● **Text-to-region grounding data**

::::::::

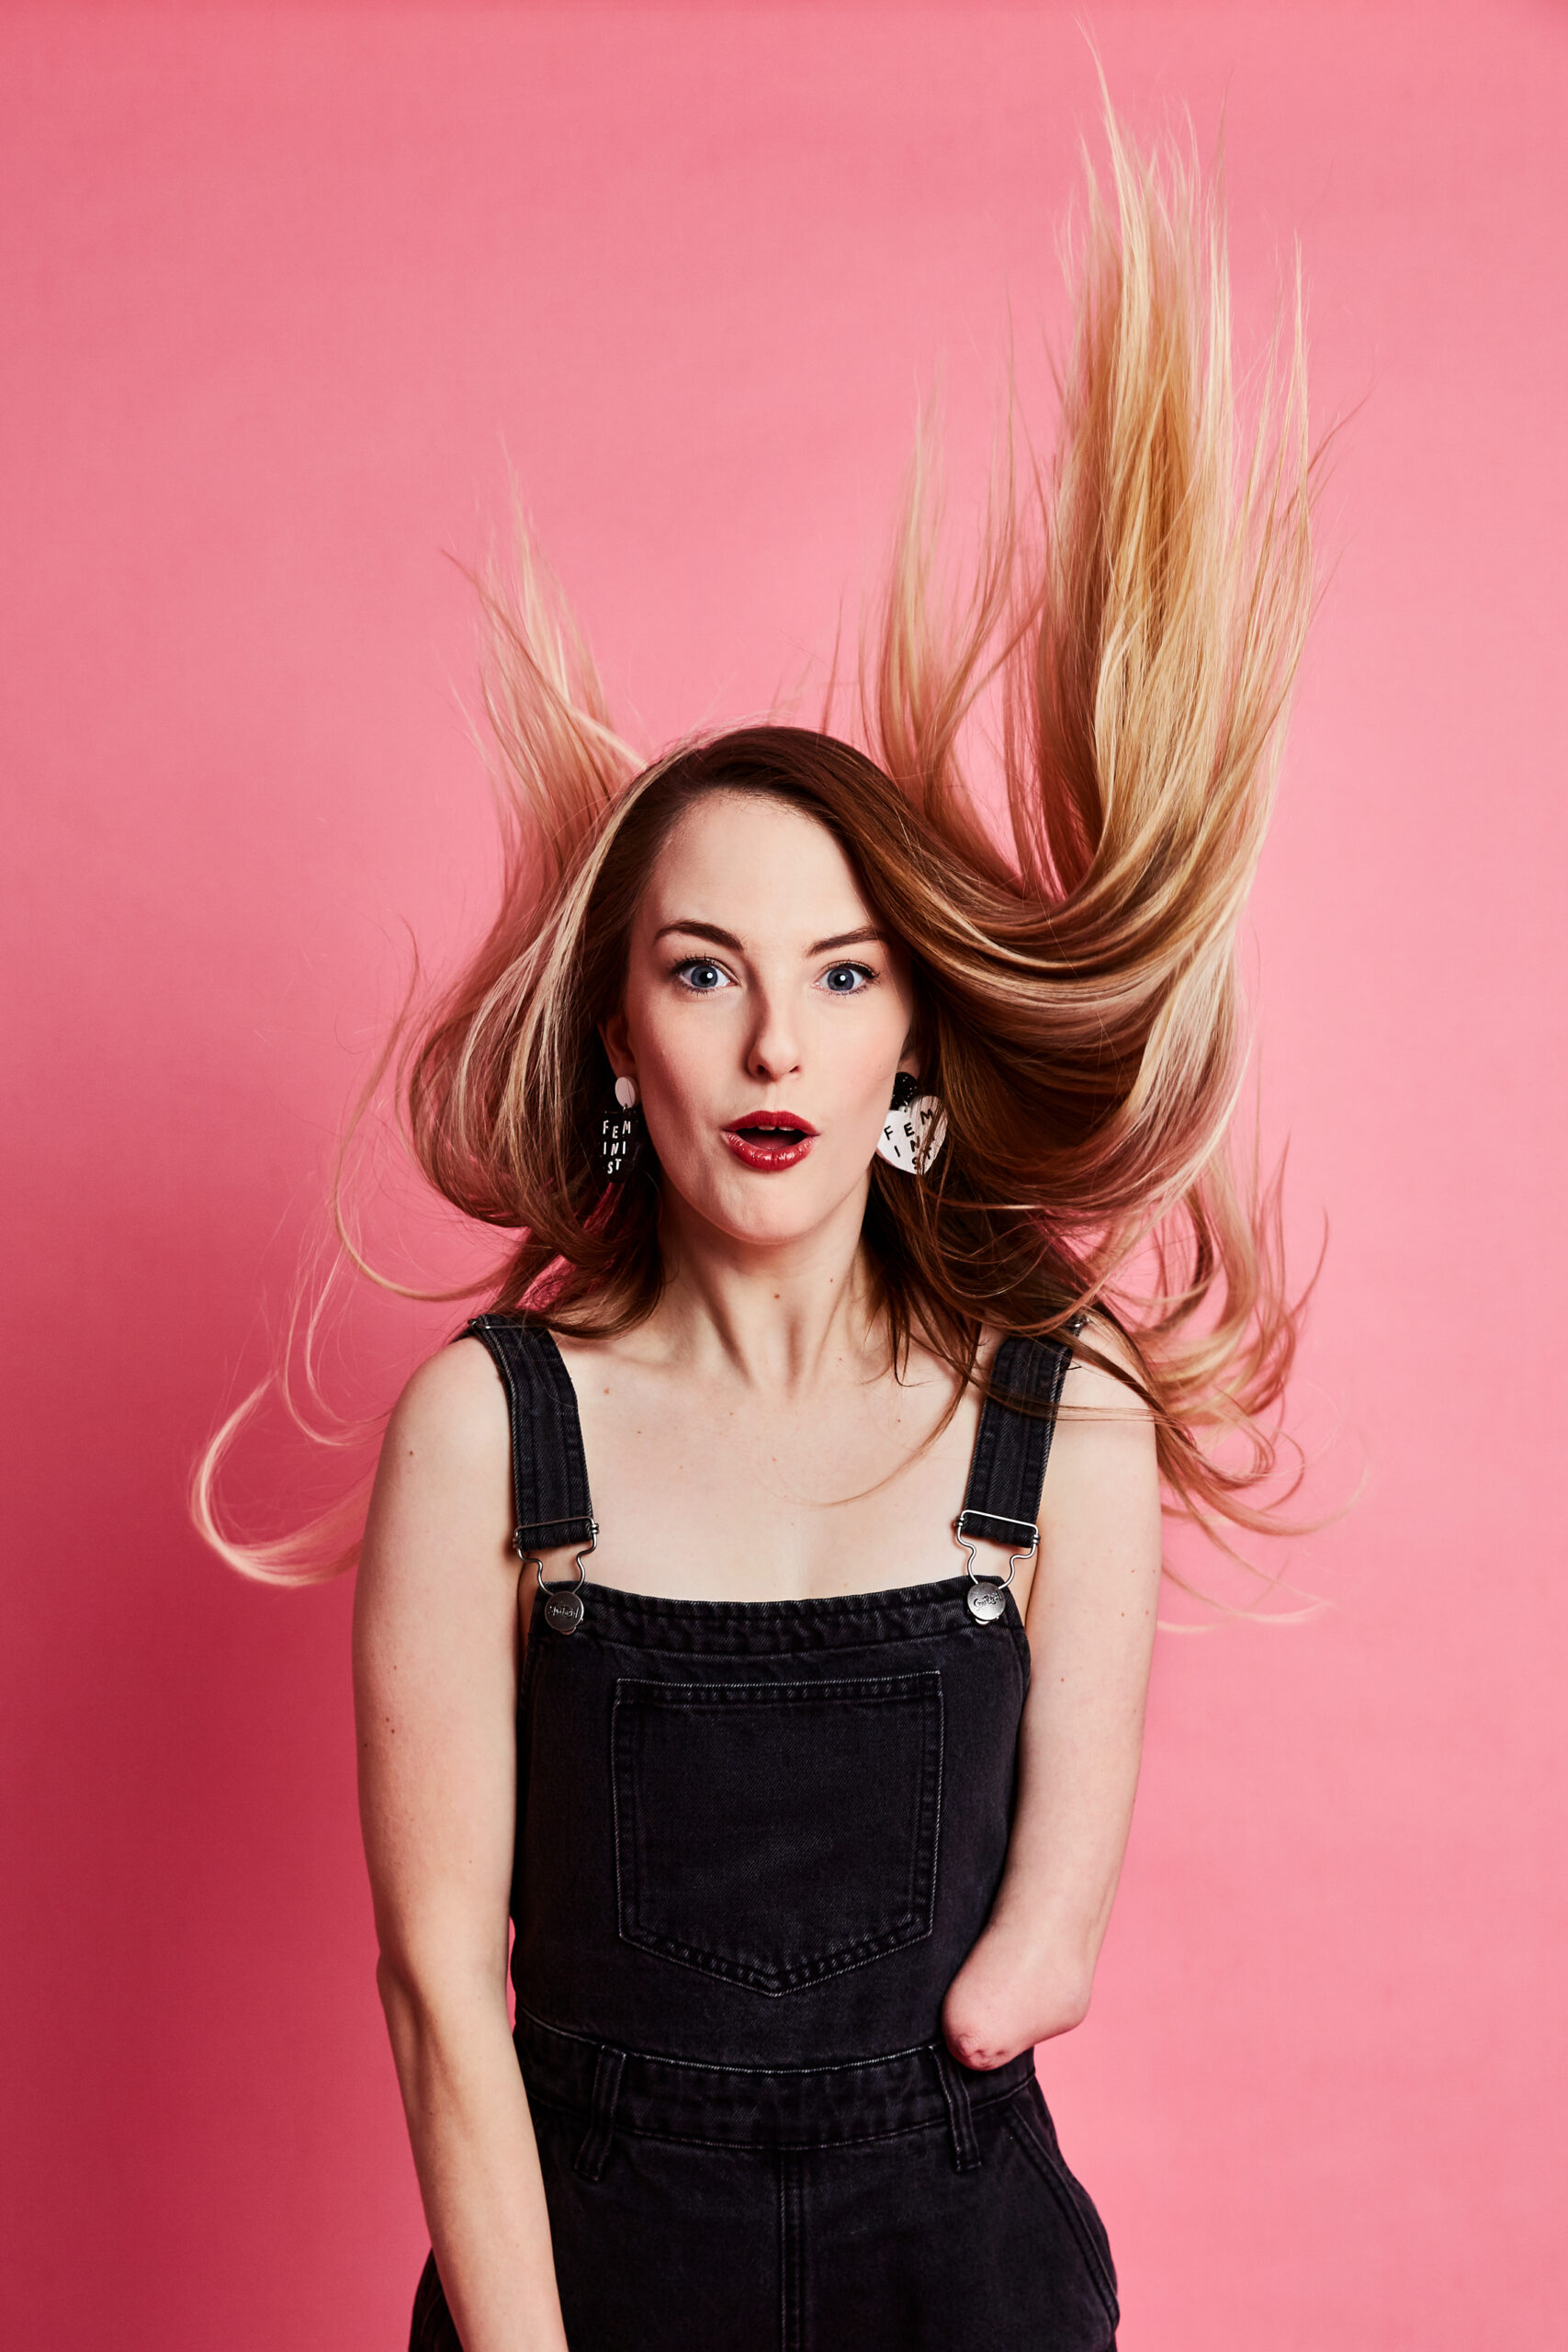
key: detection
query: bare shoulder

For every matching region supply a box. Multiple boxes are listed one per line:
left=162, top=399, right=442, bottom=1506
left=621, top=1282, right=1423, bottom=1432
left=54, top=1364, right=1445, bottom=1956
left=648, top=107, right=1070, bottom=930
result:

::::::::

● **YOUR GOAL**
Would you please set down the lines from the one with "For every matching" to the end of the data above, exactly and without any other lines?

● **SOLUTION FOR THIS TASK**
For every matching region supply a box. Multiple boxes are listed one per line:
left=162, top=399, right=442, bottom=1506
left=621, top=1282, right=1423, bottom=1432
left=54, top=1364, right=1445, bottom=1956
left=648, top=107, right=1070, bottom=930
result:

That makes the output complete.